■ **Data**
■ ■ ■

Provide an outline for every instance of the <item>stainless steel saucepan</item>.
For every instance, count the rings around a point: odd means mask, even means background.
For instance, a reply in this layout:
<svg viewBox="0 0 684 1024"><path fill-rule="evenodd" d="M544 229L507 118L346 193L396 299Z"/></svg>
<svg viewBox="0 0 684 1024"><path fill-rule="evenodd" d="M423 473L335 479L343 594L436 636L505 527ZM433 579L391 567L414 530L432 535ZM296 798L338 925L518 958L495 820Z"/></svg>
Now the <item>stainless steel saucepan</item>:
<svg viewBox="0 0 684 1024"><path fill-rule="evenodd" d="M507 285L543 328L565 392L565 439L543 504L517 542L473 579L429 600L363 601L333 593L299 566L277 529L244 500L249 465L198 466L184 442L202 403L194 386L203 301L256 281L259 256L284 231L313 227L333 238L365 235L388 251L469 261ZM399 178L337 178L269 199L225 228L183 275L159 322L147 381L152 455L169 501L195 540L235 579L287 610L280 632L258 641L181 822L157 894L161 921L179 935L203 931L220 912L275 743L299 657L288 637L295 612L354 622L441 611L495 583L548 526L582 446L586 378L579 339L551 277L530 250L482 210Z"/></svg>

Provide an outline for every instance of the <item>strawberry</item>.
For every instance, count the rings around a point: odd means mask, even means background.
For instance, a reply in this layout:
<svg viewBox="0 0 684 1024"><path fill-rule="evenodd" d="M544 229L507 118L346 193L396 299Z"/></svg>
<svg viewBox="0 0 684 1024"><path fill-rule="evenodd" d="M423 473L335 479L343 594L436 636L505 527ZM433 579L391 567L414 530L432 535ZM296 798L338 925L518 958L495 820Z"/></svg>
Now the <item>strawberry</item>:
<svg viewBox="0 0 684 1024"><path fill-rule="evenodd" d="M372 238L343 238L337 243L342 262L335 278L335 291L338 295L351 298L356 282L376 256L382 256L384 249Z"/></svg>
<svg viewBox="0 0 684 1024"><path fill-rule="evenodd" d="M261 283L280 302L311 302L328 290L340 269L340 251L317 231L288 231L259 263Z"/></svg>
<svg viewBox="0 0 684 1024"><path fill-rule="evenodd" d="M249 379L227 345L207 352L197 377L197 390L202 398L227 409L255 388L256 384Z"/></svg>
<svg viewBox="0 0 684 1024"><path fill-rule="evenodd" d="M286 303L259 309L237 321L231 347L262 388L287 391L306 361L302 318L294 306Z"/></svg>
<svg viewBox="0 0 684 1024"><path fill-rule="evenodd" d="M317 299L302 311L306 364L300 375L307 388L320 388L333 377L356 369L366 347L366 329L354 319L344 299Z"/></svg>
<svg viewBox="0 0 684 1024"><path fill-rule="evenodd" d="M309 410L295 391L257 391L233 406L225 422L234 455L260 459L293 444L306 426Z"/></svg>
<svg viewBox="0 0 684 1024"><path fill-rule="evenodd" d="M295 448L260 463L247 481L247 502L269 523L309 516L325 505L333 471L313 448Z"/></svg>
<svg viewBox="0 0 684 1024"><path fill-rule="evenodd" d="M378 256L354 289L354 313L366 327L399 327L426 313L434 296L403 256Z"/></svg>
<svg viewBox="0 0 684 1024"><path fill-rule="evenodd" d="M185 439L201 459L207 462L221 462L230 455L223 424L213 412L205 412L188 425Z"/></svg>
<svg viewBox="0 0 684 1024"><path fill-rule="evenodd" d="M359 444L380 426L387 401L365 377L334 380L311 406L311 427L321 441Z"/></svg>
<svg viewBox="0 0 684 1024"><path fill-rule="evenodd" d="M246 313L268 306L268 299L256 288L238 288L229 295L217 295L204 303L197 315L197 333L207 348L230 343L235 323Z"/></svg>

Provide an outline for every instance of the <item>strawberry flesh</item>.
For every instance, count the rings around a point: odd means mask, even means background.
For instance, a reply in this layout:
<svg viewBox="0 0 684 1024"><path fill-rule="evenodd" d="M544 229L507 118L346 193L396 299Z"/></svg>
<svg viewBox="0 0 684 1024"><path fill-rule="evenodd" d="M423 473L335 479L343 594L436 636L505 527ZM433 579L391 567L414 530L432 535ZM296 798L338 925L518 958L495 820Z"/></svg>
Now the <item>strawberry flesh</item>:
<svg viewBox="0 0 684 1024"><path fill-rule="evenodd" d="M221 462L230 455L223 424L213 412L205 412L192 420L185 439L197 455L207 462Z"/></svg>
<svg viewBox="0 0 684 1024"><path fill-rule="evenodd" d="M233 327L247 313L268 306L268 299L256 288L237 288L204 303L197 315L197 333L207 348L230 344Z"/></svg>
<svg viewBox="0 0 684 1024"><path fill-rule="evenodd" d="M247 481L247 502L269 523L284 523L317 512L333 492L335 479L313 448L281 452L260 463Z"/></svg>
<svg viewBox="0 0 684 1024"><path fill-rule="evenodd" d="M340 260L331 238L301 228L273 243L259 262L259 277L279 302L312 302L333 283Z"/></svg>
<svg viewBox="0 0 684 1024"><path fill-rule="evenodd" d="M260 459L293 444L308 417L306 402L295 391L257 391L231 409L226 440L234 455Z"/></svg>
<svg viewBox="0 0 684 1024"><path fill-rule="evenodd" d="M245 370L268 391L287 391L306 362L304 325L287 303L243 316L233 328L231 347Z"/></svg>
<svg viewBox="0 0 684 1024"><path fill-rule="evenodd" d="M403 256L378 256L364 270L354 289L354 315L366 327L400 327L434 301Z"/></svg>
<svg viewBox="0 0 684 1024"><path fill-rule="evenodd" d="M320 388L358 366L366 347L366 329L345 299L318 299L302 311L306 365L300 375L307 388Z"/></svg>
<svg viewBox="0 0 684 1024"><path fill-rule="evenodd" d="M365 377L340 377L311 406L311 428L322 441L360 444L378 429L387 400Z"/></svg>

■ ■ ■

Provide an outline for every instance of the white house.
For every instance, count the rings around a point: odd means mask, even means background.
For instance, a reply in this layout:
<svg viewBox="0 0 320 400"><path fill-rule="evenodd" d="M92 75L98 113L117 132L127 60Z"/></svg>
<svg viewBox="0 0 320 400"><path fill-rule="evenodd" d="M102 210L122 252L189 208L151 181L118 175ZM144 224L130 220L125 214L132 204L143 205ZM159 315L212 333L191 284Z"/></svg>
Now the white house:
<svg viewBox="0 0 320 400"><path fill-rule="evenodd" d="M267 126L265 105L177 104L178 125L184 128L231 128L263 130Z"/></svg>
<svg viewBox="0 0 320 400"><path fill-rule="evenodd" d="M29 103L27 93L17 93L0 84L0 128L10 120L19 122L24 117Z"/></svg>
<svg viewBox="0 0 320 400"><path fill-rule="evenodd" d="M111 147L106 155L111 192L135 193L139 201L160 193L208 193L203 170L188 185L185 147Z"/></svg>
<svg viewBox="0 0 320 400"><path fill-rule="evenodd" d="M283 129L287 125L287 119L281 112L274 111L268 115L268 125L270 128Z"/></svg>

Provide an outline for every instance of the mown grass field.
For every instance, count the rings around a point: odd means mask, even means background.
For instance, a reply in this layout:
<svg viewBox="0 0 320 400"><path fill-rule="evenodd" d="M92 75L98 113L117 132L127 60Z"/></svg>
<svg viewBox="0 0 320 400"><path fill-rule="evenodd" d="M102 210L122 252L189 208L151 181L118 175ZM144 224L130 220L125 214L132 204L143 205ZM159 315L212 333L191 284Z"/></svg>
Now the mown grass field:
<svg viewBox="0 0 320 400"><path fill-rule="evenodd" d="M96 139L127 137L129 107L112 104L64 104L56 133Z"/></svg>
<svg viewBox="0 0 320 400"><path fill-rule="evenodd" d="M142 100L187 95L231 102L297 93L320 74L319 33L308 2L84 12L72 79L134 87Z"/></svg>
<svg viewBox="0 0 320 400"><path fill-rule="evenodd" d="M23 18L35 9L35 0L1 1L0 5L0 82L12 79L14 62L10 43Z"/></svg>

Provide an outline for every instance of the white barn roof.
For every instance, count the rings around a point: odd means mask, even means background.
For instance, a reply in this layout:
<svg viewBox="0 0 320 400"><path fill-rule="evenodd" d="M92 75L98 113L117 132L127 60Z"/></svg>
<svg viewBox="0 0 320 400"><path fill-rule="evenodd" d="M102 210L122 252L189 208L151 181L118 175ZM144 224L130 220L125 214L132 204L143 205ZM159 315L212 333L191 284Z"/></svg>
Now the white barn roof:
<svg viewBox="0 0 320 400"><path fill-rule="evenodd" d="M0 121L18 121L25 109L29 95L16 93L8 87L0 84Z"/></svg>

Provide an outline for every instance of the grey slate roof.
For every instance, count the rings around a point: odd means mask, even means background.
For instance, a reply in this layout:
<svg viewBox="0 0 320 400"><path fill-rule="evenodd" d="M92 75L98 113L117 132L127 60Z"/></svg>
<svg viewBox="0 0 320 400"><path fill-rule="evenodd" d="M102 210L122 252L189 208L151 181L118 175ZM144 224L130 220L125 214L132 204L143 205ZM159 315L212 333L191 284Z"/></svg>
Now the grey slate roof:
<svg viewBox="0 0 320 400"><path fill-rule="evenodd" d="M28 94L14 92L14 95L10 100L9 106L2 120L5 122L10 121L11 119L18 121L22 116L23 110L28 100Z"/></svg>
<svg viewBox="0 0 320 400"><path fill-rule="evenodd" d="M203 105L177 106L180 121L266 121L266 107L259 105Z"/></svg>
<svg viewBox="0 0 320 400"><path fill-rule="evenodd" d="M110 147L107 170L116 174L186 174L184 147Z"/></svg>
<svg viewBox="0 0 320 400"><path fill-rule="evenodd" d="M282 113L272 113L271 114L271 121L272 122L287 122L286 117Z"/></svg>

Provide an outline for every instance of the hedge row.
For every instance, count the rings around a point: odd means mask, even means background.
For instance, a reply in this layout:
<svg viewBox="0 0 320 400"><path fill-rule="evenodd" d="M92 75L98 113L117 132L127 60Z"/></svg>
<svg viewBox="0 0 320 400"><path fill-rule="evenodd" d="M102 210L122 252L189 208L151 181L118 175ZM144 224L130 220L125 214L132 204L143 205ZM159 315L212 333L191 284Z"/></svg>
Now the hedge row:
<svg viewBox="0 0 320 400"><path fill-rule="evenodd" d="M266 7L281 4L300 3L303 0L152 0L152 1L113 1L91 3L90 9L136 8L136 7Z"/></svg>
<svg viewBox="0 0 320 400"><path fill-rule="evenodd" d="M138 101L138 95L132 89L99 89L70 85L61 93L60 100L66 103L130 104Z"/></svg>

■ ■ ■

■ **What is needed**
In the preceding material, find each line holding the word "Provide" and copy it out.

■ **Response area**
Provide an outline for every instance of the <item>stainless steel saucepan</item>.
Provide an outline for every instance of the <item>strawberry</item>.
Provide an outline for every instance of the <item>strawberry flesh</item>.
Provide an outline for every instance of the white house.
Provide an outline for every instance of the mown grass field.
Provide an outline for every instance of the white barn roof.
Provide an outline for every instance of the grey slate roof.
Provide an outline for every instance of the hedge row.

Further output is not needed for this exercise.